UNITED STATES
SECURITIES AND EXCHANGE COMMISSION
Washington, D.C. 20549
 

 
FORM 8-K
 

 
CURRENT REPORT
 
Pursuant to Section 13 or 15(d) of the Securities Exchange Act of 1934
 
Date of Report (Date of earliest event reported): June 6, 2013
 

 
APPLE REIT TEN, INC.
(Exact name of registrant as specified in its charter)
 
Virginia
 
000-54651
 
27-3218228
(State or other jurisdiction
of incorporation)
 
(Commission File Number)
 
(I.R.S. Employer
Identification Number)
 
814 East Main Street, Richmond, Virginia
 
23219
(Address of principal executive offices)
 
(Zip Code)
 
(804) 344-8121
(Registrant’s telephone number, including area code)
 

 
Check the appropriate box below if the Form 8-K filing is intended to simultaneously satisfy the filing obligation of the registrant under any of the following provisions:
 
¨
Written communications pursuant to Rule 425 under the Securities Act (17 CFR 230.425)
 
¨
Soliciting material pursuant to Rule 14a-12 under the Exchange Act (17 CFR 240.14a-12)
 
¨
Pre-commencement communications pursuant to Rule 14d-2(b) under the Exchange Act (17 CFR 240.14d-2(b))
 
¨
Pre-commencement communications pursuant to Rule 13e-4(c) under the Exchange Act (17 CFR 240.13e-4(c))
 
 
 

 
 
Apple REIT Ten, Inc. (which is referred to below as the “Company” or as “we,” “us” or “our”) is filing this report in accordance with Item 1.01 of Form 8-K.
 
Item 1.01.
Entry into a Material Definitive Agreement.

On June 7, 2013, we caused one of our indirect wholly-owned taxable subsidiaries, Apple Ten Ventures Services, Inc., to become the preferred member (the “Preferred Interest”) of Cripple Creek Energy, LLC (“CCE”) pursuant to the Limited Liability Company Agreement of CCE, dated as of June 6, 2013, between Eastern Colorado Holdings, LLC, as common member (“Common Member”) and Apple Ten Ventures Services, Inc. (“Preferred Member”).  CCE is a newly formed entity that was formed solely for the purpose of acquiring, owning, managing, operating, developing, drilling and disposing of oil and gas leasehold acreage and producing and selling oil, gas and other minerals.  CCE does not currently have any material assets, however it holds options to acquire mineral rights and will use the proceeds from the Company’s Preferred Interest to exercise these options and develop the leasehold acreage.  The purchase price of the Preferred Interest is up to $100 million.  The Preferred Member has funded $80 million and expects to fund the remaining $20 million by July 1, 2013.  The terms of the Preferred Interest include a distribution to be paid monthly at an annual return of 10% of the funded purchase price and a deferred distribution at an annual return of 4% of the funded purchase price to be paid at CCE’s option on each monthly distribution date or upon redemption of the Preferred Interest.  CCE is required to redeem the Preferred Interest on June 1, 2014, but may elect to extend that date to June 1, 2015 by providing notice to the Preferred Member at least 10 business days before June 1, 2014.  CCE is also permitted to redeem the Preferred Interest in whole or in part at any time.  The redemption price is the initial investment plus any unpaid current or deferred distributions.  The Preferred Interest ranks senior to any other equity in CCE and CCE’s organizational documents limit its permitted indebtedness. The Common Member has guaranteed CCE’s payment obligations in connection with the Preferred Interest on a non-recourse basis and has pledged its common membership interest in CCE to secure the guaranty.

Point annotation data:
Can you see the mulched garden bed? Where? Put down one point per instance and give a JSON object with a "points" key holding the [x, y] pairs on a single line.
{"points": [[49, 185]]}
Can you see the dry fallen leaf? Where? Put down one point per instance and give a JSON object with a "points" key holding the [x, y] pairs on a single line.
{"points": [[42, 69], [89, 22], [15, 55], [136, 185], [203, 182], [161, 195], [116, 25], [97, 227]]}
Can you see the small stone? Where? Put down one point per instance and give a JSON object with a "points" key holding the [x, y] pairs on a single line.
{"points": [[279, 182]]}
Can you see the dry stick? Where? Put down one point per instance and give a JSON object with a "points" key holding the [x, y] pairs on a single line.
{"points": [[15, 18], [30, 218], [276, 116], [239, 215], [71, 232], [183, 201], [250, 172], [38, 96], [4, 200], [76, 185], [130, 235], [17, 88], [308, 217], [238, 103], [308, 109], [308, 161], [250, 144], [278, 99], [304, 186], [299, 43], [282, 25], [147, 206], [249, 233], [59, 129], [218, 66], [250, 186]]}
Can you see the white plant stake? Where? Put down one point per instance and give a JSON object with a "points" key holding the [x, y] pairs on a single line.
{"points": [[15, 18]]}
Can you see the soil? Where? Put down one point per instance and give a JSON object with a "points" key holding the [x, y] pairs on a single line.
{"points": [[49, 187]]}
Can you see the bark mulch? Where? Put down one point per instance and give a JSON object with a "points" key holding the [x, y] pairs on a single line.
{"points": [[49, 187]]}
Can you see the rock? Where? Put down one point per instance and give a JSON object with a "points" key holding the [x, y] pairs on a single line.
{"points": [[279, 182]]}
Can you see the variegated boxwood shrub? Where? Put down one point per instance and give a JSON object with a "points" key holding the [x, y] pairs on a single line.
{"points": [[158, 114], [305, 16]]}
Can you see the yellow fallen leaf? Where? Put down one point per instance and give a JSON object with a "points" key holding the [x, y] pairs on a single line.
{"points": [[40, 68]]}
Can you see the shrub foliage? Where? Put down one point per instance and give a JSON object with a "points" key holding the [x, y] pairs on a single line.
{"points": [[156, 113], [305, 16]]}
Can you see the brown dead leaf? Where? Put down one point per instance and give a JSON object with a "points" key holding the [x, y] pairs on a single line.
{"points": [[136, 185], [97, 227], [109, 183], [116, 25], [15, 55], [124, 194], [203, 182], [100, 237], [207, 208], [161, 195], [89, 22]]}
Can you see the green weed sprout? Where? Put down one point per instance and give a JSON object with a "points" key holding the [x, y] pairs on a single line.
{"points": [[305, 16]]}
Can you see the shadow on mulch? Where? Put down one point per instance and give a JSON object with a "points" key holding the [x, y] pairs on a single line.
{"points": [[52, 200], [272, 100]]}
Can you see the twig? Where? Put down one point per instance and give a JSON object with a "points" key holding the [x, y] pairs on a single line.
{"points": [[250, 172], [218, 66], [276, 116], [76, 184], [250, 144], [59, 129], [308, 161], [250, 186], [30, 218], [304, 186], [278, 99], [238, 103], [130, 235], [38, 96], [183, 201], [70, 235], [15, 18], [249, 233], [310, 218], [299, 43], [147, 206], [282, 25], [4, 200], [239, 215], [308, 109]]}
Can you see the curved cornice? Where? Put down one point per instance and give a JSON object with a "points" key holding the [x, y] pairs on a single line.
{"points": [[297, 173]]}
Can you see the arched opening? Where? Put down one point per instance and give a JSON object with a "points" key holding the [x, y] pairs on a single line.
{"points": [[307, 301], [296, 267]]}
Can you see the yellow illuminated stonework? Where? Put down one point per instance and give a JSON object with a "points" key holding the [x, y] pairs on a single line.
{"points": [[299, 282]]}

■ Set exercise 1: Could you duplicate the part of the 8-K filing starting at "Date of Report" and ending at "of incorporation)"?
■ Set exercise 2: Can you go on with the 8-K filing from its last sentence?

■ Exercise answer 1:
Date of Report (Date of earliest event reported): June 6, 2013
 

 
APPLE REIT TEN, INC.
(Exact name of registrant as specified in its charter)
 
Virginia
 
000-54651
 
27-3218228
(State or other jurisdiction
of incorporation)

■ Exercise answer 2:
CCE does not have any relationship with us other than through the Preferred Interest.  The investment opportunity was identified by 366 Capital LLC, an entity in which one of the Company’s board of directors (Anthony F. Keating, III) is a partner.  The Common Member plans to pay a finder’s fee to 366 Capital LLC.  The Preferred Interest was funded by the Company’s ongoing offering of Units (with each Unit consisting of one common share and one Series A preferred share). It is expected that the funding of the additional $20 million of the purchase price, if it occurs, will be funded by the Company’s ongoing offering of Units.
 
 
 
 

 
 
 
SIGNATURES
 
Pursuant to the requirements of the Securities Exchange Act of 1934, the registrant has duly caused this report to be signed on its behalf by the undersigned hereunto duly authorized.
 
   
Apple REIT Ten, Inc.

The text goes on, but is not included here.